==== READING TEXT ====

Or, yikes, it’s almost August! Fall semester is on the horizon, which will give me yet another ball to juggle, but here are some new film and media links:
- Mary Madden has a new report for the Pew Internet & American Life Project reporting that online video consumption has increased dramatically over the last two years. Some quick notes: 62% of adult internet users have now watched an internet video, nearly doubling the percentage from December 2006, while “89% of internet users ages 18-29 watch content on video sharing sites.” These claims seem to echo research by Forrester that discovered that approximately 25% of web users watch some TV online, although only 13% watched TV online “at least once per month.”
- It’s still somewhat unclear, however, how “ancillary” content, such as webisodes, plays into fan experiences of TV shows. In an (admittedly unscientific) survey at ComicCon, one NewTeeVee reporter found that many of the Lost Super-Fans she polled watched these episodes infrequently or not at all.
- “Daily” blogger David Hudson has found a new home with and a slightly newer format with The Auteurs, one of the more compelling movie portals offering free classic and independent films in a quality streaming format. Instead of David’s usual extended links posts, he is now doing quick links on Twitter supplemented by a daily recap of the most important or engaging film reads of the day.

==== ENTRIES SHOWN ====

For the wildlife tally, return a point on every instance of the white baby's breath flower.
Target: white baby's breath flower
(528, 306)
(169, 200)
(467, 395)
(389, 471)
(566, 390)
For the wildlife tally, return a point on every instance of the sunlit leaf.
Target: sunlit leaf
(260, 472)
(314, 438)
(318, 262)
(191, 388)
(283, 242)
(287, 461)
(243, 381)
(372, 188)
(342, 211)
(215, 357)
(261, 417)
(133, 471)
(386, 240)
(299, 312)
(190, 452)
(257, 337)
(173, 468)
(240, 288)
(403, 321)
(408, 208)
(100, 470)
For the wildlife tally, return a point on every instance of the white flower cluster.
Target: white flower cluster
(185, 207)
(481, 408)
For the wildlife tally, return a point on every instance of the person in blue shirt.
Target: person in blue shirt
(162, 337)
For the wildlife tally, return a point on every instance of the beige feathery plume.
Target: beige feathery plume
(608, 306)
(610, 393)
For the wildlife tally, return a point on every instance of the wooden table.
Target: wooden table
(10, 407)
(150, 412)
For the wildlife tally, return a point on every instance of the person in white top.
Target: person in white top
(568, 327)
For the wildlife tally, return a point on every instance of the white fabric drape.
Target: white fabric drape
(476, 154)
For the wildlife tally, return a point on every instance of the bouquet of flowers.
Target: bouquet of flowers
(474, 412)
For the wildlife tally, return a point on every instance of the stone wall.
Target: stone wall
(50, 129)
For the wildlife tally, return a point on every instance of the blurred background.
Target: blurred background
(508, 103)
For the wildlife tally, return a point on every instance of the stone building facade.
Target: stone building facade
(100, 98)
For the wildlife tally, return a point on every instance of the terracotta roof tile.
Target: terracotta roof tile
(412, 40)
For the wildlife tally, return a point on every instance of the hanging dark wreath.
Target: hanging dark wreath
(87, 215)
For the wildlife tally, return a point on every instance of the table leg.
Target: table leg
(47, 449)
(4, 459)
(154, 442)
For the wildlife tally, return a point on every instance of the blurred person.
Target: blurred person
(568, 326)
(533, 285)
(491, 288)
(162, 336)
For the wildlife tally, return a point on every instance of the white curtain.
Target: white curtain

====

_REQUIRED ACTION_
Duplicate the entire post on film and media links word for word. The items have nothing to do with this.

_THE COMPLETED TASK_
Or, yikes, it’s almost August! Fall semester is on the horizon, which will give me yet another ball to juggle, but here are some new film and media links:
- Mary Madden has a new report for the Pew Internet & American Life Project reporting that online video consumption has increased dramatically over the last two years. Some quick notes: 62% of adult internet users have now watched an internet video, nearly doubling the percentage from December 2006, while “89% of internet users ages 18-29 watch content on video sharing sites.” These claims seem to echo research by Forrester that discovered that approximately 25% of web users watch some TV online, although only 13% watched TV online “at least once per month.”
- It’s still somewhat unclear, however, how “ancillary” content, such as webisodes, plays into fan experiences of TV shows. In an (admittedly unscientific) survey at ComicCon, one NewTeeVee reporter found that many of the Lost Super-Fans she polled watched these episodes infrequently or not at all.
- “Daily” blogger David Hudson has found a new home with and a slightly newer format with The Auteurs, one of the more compelling movie portals offering free classic and independent films in a quality streaming format. Instead of David’s usual extended links posts, he is now doing quick links on Twitter supplemented by a daily recap of the most important or engaging film reads of the day.